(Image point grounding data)
——————

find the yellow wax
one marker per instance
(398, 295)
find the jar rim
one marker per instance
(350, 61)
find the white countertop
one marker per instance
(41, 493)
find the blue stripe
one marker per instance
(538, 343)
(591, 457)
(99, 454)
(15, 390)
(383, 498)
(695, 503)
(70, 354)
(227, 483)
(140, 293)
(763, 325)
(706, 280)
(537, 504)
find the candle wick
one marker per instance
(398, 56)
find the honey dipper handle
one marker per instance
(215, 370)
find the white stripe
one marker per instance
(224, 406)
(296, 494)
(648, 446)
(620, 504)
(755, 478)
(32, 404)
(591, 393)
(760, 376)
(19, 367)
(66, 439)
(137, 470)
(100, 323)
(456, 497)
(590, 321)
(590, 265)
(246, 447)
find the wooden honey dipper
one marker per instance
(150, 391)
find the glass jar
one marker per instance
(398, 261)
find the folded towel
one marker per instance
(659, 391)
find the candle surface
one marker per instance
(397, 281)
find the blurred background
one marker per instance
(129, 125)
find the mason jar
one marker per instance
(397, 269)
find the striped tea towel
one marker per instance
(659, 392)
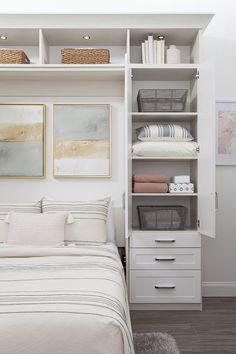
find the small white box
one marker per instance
(181, 179)
(181, 188)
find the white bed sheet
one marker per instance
(63, 300)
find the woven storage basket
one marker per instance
(85, 56)
(13, 56)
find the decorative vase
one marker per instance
(173, 55)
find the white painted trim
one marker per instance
(221, 289)
(166, 307)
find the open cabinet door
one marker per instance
(206, 139)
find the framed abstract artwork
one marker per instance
(82, 140)
(226, 133)
(22, 140)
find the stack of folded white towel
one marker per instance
(181, 184)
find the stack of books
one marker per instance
(153, 50)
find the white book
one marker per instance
(150, 49)
(143, 53)
(155, 51)
(147, 61)
(162, 51)
(159, 50)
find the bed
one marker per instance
(63, 300)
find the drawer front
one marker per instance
(165, 286)
(165, 239)
(165, 258)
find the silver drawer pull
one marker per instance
(170, 259)
(167, 286)
(167, 240)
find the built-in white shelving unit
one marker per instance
(42, 38)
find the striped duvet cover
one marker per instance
(64, 300)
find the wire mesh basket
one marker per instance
(13, 56)
(162, 100)
(85, 56)
(167, 217)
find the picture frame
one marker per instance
(22, 140)
(81, 140)
(225, 132)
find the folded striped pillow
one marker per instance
(163, 132)
(6, 208)
(89, 219)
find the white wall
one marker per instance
(219, 261)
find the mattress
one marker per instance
(69, 299)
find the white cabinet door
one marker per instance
(206, 139)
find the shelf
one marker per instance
(162, 116)
(176, 233)
(164, 72)
(164, 194)
(166, 158)
(92, 72)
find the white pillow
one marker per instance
(6, 208)
(165, 149)
(90, 218)
(110, 225)
(36, 229)
(163, 132)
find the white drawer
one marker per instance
(146, 239)
(165, 286)
(165, 258)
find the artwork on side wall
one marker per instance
(22, 131)
(82, 140)
(226, 133)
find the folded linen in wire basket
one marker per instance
(181, 188)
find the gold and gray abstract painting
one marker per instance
(82, 140)
(21, 140)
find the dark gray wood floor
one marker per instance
(212, 331)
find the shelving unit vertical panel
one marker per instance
(128, 149)
(43, 48)
(206, 139)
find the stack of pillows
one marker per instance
(164, 140)
(56, 223)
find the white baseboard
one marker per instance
(221, 289)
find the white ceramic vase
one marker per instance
(173, 55)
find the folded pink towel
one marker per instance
(150, 177)
(150, 187)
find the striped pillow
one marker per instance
(163, 132)
(6, 208)
(89, 219)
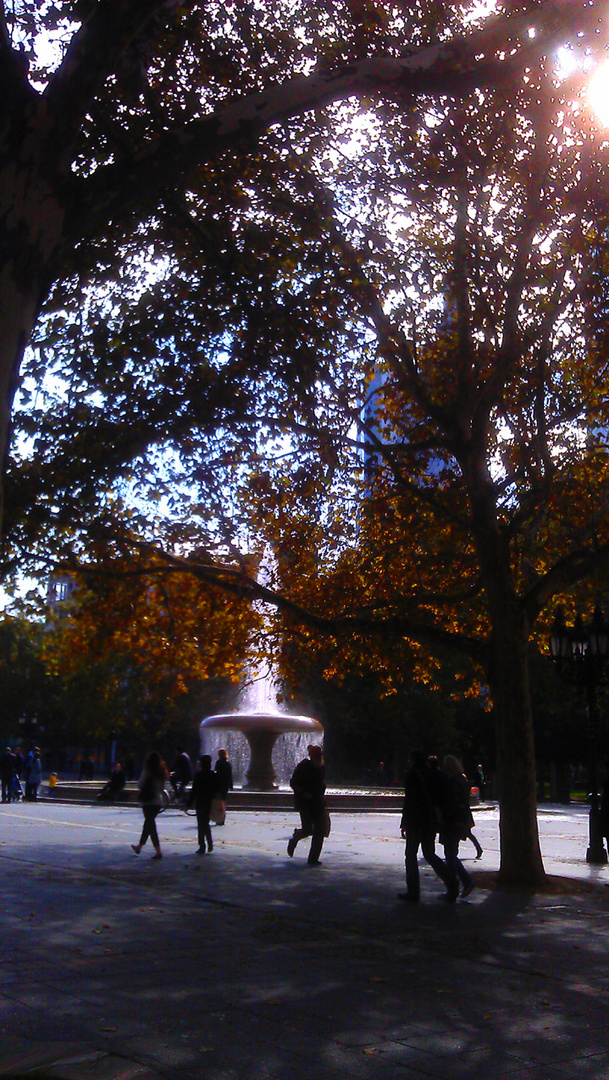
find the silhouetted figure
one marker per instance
(457, 819)
(151, 785)
(181, 773)
(309, 786)
(419, 825)
(8, 770)
(204, 787)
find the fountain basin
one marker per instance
(261, 731)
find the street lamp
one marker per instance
(580, 652)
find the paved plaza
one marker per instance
(245, 964)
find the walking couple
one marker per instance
(435, 801)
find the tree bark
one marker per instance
(509, 680)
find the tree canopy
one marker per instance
(325, 281)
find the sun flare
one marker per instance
(598, 93)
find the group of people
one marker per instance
(14, 768)
(436, 802)
(207, 784)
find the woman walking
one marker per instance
(458, 820)
(152, 781)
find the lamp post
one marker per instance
(580, 652)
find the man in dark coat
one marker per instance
(420, 822)
(309, 786)
(204, 787)
(8, 770)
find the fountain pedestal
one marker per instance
(261, 731)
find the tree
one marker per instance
(122, 143)
(485, 213)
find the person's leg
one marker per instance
(201, 831)
(144, 835)
(153, 833)
(299, 834)
(317, 840)
(440, 867)
(411, 865)
(476, 844)
(450, 867)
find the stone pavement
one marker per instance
(245, 963)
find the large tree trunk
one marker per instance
(31, 220)
(509, 678)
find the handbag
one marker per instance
(218, 811)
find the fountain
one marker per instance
(262, 730)
(260, 721)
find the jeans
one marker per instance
(425, 840)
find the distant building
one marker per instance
(61, 589)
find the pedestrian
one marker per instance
(18, 763)
(481, 782)
(181, 772)
(34, 775)
(419, 825)
(604, 810)
(204, 788)
(150, 793)
(309, 786)
(114, 785)
(8, 770)
(457, 819)
(224, 778)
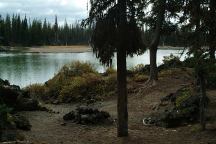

——————

● **Requirement**:
Show me every line of the entries above that holds "cabinet".

● **The completed task**:
find the open cabinet door
find the white cabinet door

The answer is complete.